╭─ 本文抜粋
• 2019年6月23日礼拝メッセージの概要

    ◇◆◇2019年6月23日第四主日礼拝
    ◎本日の聖書箇所【マルコの福音書2章1節~12節】 (新約p.61上段真中)
    2:1 数日たって、イエスがカペナウムにまた来られると、家におられることが知れ渡った。
    2:2 それで多くの人が集まったため、戸口のところまですきまもないほどになった。この人たちに、イエスはみ言葉を話しておられた。
    2:3 そのとき、ひとりの中風の人が四人の人にかつがれて、みもとに連れて来られた。
    2:4 群衆のためにイエスに近づくことができなかったので、その人々はイエスのおられるあたりの屋根をはがし、穴をあけて、中風の人を寝かせたままその床をつり降ろした。
    2:5 イエスは彼らの信仰を見て、中風の人に、「子よ。あなたの罪は赦されました。」と言われた。
    2:6 ところが、その場に律法学者が数人すわっていて、心の中で理屈を言った。
    2:7 「この人は、なぜ、あんなことを言うのか。神をけがしているのだ。神おひとりのほか、だれが罪を赦すことができよう。」
    2:8 彼らが心の中でこのように理屈を言っているのを、イエスはすぐにご自分の霊で見抜いて、こう言われた。「なぜ、あなたがたは心の中でそんな理屈を言っているのか。
    2:9 中風の人に、『あなたの罪は赦された。』と言うのと、『起きて、寝床をたたんで歩け。』と言うのと、どちらがやさしいか。
    2:10 人の子が地上で罪を赦す権威を持っていることを、あなたがたに知らせるために。」こう言ってから、中風の人に、
    2:11 「あなたに言う。起きなさい。寝床をたたんで、家に帰りなさい。」と言われた。
    2:12 すると彼は起き上がり、すぐに床を取り上げて、みなの見ている前を出て行った。それでみなの者がすっかり驚いて、「こういうことは、かつて見たことがない。」と言って神をあがめた。
╰─
╭─ 提供資料
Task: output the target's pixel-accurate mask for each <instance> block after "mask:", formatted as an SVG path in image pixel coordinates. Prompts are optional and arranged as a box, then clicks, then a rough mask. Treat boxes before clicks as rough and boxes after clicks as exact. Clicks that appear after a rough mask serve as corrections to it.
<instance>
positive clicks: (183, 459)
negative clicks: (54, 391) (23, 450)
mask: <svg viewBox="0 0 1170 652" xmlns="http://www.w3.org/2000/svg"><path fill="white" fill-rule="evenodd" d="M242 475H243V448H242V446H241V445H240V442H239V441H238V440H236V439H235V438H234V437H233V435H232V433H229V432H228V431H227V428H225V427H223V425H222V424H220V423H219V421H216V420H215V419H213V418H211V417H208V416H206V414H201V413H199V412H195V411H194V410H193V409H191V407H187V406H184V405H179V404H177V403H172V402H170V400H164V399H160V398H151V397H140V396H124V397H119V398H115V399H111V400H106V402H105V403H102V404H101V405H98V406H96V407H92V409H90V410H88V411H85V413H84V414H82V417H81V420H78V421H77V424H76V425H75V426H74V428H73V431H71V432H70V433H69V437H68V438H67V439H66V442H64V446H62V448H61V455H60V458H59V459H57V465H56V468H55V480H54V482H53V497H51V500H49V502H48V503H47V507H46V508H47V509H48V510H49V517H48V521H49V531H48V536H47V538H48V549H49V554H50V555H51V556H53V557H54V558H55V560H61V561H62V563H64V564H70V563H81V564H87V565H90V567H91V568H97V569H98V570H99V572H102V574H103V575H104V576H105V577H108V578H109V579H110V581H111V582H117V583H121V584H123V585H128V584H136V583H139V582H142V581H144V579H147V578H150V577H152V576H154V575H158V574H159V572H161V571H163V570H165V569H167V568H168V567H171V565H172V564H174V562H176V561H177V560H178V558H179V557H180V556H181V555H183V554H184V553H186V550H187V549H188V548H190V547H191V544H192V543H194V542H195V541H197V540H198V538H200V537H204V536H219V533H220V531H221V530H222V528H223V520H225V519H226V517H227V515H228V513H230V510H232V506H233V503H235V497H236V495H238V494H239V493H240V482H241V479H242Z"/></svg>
╰─
作業内容:
a - 本文の「2:3 そのとき、ひとりの中」から「そんな理屈を言っているのか。」までの全体を書き直し、その際「理屈」を「議論」に置き換えてください。
b - 本文について、次の問いに答えてください。
(i) イエスが数日たってまた来られた町はどこですか。
(ii) 中風の人は何人の人にかつがれて連れて来られましたか。
(iii) みなの者は何と言って神をあがめましたか。
本文だけを根拠にして答えてください。

解答結果:
a -
2:3 そのとき、ひとりの中風の人が四人の人にかつがれて、みもとに連れて来られた。
    2:4 群衆のためにイエスに近づくことができなかったので、その人々はイエスのおられるあたりの屋根をはがし、穴をあけて、中風の人を寝かせたままその床をつり降ろした。
    2:5 イエスは彼らの信仰を見て、中風の人に、「子よ。あなたの罪は赦されました。」と言われた。
    2:6 ところが、その場に律法学者が数人すわっていて、心の中で議論を言った。
    2:7 「この人は、なぜ、あんなことを言うのか。神をけがしているのだ。神おひとりのほか、だれが罪を赦すことができよう。」
    2:8 彼らが心の中でこのように議論を言っているのを、イエスはすぐにご自分の霊で見抜いて、こう言われた。「なぜ、あなたがたは心の中でそんな議論を言っているのか。

b -
(i) カペナウムです。
(ii) 四人です。
(iii) 「こういうことは、かつて見たことがない。」と言いました。